Repeat the stretch of entries below from the line with "Wanted = one point per instance of the black" through the line with "Wanted = one point per instance of the white cap, dropped". Include both ends and add nothing.

[Excerpts from a dataset]
⟨
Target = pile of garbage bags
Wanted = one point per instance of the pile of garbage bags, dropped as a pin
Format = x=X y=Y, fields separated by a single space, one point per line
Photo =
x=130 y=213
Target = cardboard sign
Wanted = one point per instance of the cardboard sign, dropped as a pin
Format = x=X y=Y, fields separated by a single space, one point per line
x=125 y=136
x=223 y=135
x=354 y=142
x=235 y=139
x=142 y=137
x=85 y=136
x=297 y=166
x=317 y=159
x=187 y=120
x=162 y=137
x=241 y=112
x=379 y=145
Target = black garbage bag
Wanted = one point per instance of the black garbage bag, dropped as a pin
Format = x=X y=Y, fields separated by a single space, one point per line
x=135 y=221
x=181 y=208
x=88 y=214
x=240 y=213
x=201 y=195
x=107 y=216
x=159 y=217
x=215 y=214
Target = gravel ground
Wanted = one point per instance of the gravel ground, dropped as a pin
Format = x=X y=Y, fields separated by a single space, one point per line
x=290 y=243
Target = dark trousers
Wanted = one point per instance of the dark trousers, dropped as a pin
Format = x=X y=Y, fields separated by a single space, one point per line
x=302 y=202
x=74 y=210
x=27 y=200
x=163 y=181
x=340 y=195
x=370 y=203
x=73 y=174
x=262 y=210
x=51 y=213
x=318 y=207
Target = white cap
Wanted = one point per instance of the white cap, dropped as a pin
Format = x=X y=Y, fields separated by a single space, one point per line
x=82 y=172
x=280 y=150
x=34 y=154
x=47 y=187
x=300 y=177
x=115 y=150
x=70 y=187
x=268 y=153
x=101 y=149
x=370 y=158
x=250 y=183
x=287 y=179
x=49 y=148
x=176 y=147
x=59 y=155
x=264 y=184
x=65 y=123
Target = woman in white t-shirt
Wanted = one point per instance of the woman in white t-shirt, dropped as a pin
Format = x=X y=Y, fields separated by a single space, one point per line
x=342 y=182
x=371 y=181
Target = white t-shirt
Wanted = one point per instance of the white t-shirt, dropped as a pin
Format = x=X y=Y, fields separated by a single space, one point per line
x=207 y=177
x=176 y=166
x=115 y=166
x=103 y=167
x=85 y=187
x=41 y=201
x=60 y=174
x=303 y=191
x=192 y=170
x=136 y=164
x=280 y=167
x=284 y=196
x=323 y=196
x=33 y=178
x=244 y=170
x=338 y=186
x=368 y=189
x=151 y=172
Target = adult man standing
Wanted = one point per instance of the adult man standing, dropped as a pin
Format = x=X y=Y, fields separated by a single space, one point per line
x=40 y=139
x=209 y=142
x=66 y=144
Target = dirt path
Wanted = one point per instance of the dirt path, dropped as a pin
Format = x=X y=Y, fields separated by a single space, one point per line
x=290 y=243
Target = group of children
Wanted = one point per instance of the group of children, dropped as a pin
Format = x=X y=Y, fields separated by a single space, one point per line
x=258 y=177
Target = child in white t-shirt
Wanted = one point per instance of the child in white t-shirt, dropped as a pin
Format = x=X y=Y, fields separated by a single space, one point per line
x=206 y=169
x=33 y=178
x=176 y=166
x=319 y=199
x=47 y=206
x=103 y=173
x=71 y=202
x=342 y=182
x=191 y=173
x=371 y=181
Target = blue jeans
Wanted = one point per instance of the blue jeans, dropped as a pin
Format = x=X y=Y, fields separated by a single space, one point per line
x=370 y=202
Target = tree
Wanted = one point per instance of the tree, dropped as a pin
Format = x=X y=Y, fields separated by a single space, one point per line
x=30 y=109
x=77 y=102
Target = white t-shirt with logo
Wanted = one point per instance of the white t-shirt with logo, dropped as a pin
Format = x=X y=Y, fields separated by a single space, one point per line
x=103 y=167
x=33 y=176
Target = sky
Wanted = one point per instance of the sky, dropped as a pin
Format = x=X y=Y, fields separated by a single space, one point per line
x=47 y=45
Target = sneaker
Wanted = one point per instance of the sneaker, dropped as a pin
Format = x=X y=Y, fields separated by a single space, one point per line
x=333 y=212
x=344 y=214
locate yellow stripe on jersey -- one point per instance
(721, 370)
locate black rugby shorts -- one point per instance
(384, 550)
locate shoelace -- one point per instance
⟩
PROBLEM SOLUTION:
Wanted = one point per instance of the black garbage bag, dropped as a pin
Format = x=X y=Y, fields separated by a single space, one point per line
x=135 y=221
x=181 y=208
x=88 y=214
x=240 y=213
x=201 y=195
x=107 y=216
x=159 y=217
x=215 y=214
Target = gravel ground
Wanted = one point per instance of the gravel ground, dropped as a pin
Format = x=X y=Y, fields separated by a single space, one point per line
x=290 y=243
Target = dark trousers
Wanted = one point per instance of the dark trousers, dropped as a pin
Format = x=X y=Y, fields separated by a single space, one point per line
x=302 y=202
x=74 y=210
x=27 y=200
x=163 y=181
x=340 y=195
x=370 y=203
x=73 y=174
x=262 y=210
x=51 y=213
x=318 y=207
Target = white cap
Wanted = one point per instance of the white cap, dropped as a pin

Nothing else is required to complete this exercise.